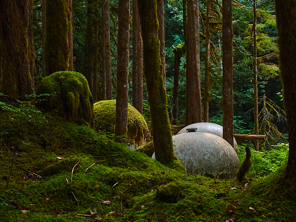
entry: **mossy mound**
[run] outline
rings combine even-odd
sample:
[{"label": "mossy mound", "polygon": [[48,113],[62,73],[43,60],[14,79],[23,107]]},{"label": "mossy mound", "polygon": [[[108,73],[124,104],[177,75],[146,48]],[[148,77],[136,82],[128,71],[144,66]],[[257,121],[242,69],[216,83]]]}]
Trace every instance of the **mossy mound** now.
[{"label": "mossy mound", "polygon": [[[98,132],[114,133],[116,100],[103,100],[94,104],[94,128]],[[148,127],[143,116],[129,103],[128,108],[128,139],[137,145],[146,142]]]},{"label": "mossy mound", "polygon": [[154,152],[154,146],[153,142],[150,141],[142,146],[139,146],[136,151],[144,153],[149,157],[151,157]]},{"label": "mossy mound", "polygon": [[94,99],[85,77],[76,72],[61,71],[43,79],[36,94],[56,94],[41,104],[46,110],[57,110],[79,124],[94,125]]}]

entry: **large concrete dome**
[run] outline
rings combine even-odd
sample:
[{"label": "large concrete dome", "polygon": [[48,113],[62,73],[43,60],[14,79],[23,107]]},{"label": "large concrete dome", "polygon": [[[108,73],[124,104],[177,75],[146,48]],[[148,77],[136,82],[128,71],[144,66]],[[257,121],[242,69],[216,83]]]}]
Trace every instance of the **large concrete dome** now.
[{"label": "large concrete dome", "polygon": [[240,163],[232,147],[223,138],[203,132],[173,137],[176,155],[187,173],[219,178],[232,177]]},{"label": "large concrete dome", "polygon": [[[191,124],[183,128],[179,131],[178,134],[186,133],[187,132],[186,129],[189,128],[197,128],[197,131],[209,133],[223,138],[223,126],[211,123],[197,123]],[[234,137],[233,137],[233,149],[238,155],[239,149],[237,143]]]}]

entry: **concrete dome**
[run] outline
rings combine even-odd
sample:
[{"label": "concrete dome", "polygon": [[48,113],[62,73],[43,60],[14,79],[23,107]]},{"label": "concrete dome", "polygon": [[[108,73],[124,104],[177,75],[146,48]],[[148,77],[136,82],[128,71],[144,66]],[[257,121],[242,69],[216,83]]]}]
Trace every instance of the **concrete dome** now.
[{"label": "concrete dome", "polygon": [[[193,123],[186,126],[179,131],[178,134],[186,133],[187,132],[186,129],[189,128],[197,128],[197,131],[198,132],[205,132],[209,133],[218,136],[223,138],[223,126],[218,125],[216,123]],[[238,147],[237,143],[234,137],[233,137],[233,149],[234,149],[237,154],[239,153]]]},{"label": "concrete dome", "polygon": [[223,138],[203,132],[173,137],[176,155],[187,173],[219,178],[232,177],[240,163],[232,147]]}]

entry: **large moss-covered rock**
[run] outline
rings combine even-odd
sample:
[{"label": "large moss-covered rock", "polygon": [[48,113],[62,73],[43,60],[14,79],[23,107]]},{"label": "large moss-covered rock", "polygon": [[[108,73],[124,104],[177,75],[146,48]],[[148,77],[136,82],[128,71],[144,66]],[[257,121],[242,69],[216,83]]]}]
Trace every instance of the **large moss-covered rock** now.
[{"label": "large moss-covered rock", "polygon": [[[116,100],[102,100],[94,104],[94,127],[97,131],[114,133]],[[144,144],[148,132],[147,123],[143,116],[128,104],[128,139],[135,147]]]},{"label": "large moss-covered rock", "polygon": [[56,94],[45,97],[41,104],[44,109],[56,110],[73,122],[93,126],[94,100],[82,74],[69,71],[53,73],[41,81],[36,93]]},{"label": "large moss-covered rock", "polygon": [[187,172],[213,177],[233,177],[239,160],[226,140],[203,132],[184,133],[173,137],[175,154]]}]

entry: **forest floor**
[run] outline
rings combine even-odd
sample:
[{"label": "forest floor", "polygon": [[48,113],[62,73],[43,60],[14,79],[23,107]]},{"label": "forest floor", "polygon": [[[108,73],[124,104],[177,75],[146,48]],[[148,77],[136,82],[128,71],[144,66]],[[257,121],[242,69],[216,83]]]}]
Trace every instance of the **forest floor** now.
[{"label": "forest floor", "polygon": [[87,126],[9,107],[0,110],[1,222],[296,221],[284,165],[241,184],[189,175]]}]

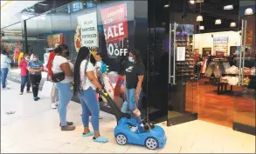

#### WHAT IS BEING ASKED
Retype the whole listing above line for line without changing anything, and leave the pictures out.

#### WRITTEN SOLUTION
entry: **mossy mound**
[run] outline
rings combine even-odd
sample:
[{"label": "mossy mound", "polygon": [[48,113],[62,73],[43,60],[14,79],[23,107]]},{"label": "mossy mound", "polygon": [[[108,73],[124,104],[177,75],[146,48]],[[148,77],[136,82],[128,71],[144,66]],[[257,121],[242,69],[216,83]]]}]
Trace every instance of the **mossy mound** now.
[{"label": "mossy mound", "polygon": [[[98,132],[114,133],[116,100],[103,100],[94,104],[94,128]],[[148,127],[143,116],[129,103],[128,108],[128,139],[137,145],[146,142]]]},{"label": "mossy mound", "polygon": [[154,152],[154,146],[153,142],[150,141],[142,146],[139,146],[136,151],[144,153],[149,157],[151,157]]},{"label": "mossy mound", "polygon": [[94,99],[85,77],[76,72],[61,71],[43,79],[36,94],[56,94],[41,104],[46,110],[57,110],[79,124],[94,125]]}]

entry: **large concrete dome**
[run] outline
rings combine even-odd
sample:
[{"label": "large concrete dome", "polygon": [[48,113],[62,73],[43,60],[14,79],[23,107]]},{"label": "large concrete dome", "polygon": [[[108,73],[124,104],[177,75],[146,48]],[[148,77],[136,82],[128,71],[144,66]],[[257,121],[242,69],[216,83]]]}]
Trace every instance of the **large concrete dome** now.
[{"label": "large concrete dome", "polygon": [[240,163],[232,147],[223,138],[203,132],[173,137],[176,155],[187,173],[219,178],[232,177]]},{"label": "large concrete dome", "polygon": [[[191,124],[183,128],[179,131],[178,134],[186,133],[187,132],[186,129],[189,128],[197,128],[197,131],[209,133],[223,138],[223,126],[211,123],[197,123]],[[234,137],[233,137],[233,149],[238,155],[239,149],[237,143]]]}]

entry: **concrete dome**
[run] outline
rings combine even-odd
sample:
[{"label": "concrete dome", "polygon": [[48,113],[62,73],[43,60],[14,79],[23,107]]},{"label": "concrete dome", "polygon": [[[108,73],[124,104],[177,75],[146,48]],[[148,77],[136,82],[128,71],[144,66]],[[257,121],[242,69],[216,83]]]}]
Trace every instance of the **concrete dome** now.
[{"label": "concrete dome", "polygon": [[[193,123],[186,126],[179,131],[178,134],[186,133],[187,132],[186,129],[189,128],[197,128],[197,131],[198,132],[205,132],[209,133],[218,136],[223,138],[223,126],[218,125],[216,123]],[[238,147],[237,143],[234,137],[233,137],[233,149],[234,149],[237,154],[239,153]]]},{"label": "concrete dome", "polygon": [[223,138],[203,132],[173,137],[176,155],[187,173],[219,178],[232,177],[240,163],[232,147]]}]

entry: **large moss-covered rock**
[run] outline
rings combine even-odd
sample:
[{"label": "large moss-covered rock", "polygon": [[48,113],[62,73],[43,60],[14,79],[23,107]]},{"label": "large moss-covered rock", "polygon": [[[108,73],[124,104],[177,75],[146,48]],[[148,77],[136,82],[128,71],[144,66]],[[257,121],[242,69],[216,83]]]}]
Trace every instance of the **large moss-covered rock** now.
[{"label": "large moss-covered rock", "polygon": [[[116,100],[102,100],[94,104],[94,127],[97,131],[114,133]],[[144,144],[148,132],[147,123],[143,116],[128,104],[128,139],[135,147]]]},{"label": "large moss-covered rock", "polygon": [[56,94],[45,97],[41,104],[44,109],[56,110],[73,122],[93,126],[94,100],[82,74],[69,71],[53,73],[41,81],[36,93]]},{"label": "large moss-covered rock", "polygon": [[187,172],[213,177],[233,177],[239,160],[226,140],[203,132],[184,133],[173,137],[175,154]]}]

entry: **forest floor**
[run] outline
rings combine even-odd
sample:
[{"label": "forest floor", "polygon": [[48,113],[62,73],[43,60],[14,79],[23,107]]},{"label": "forest floor", "polygon": [[[108,73],[124,104],[177,75],[146,48]],[[148,77],[136,82],[128,71],[144,66]],[[257,121],[242,69],[216,83]]]}]
Trace every instance of the **forest floor** now.
[{"label": "forest floor", "polygon": [[87,126],[9,107],[0,110],[1,222],[296,221],[284,165],[241,184],[189,175]]}]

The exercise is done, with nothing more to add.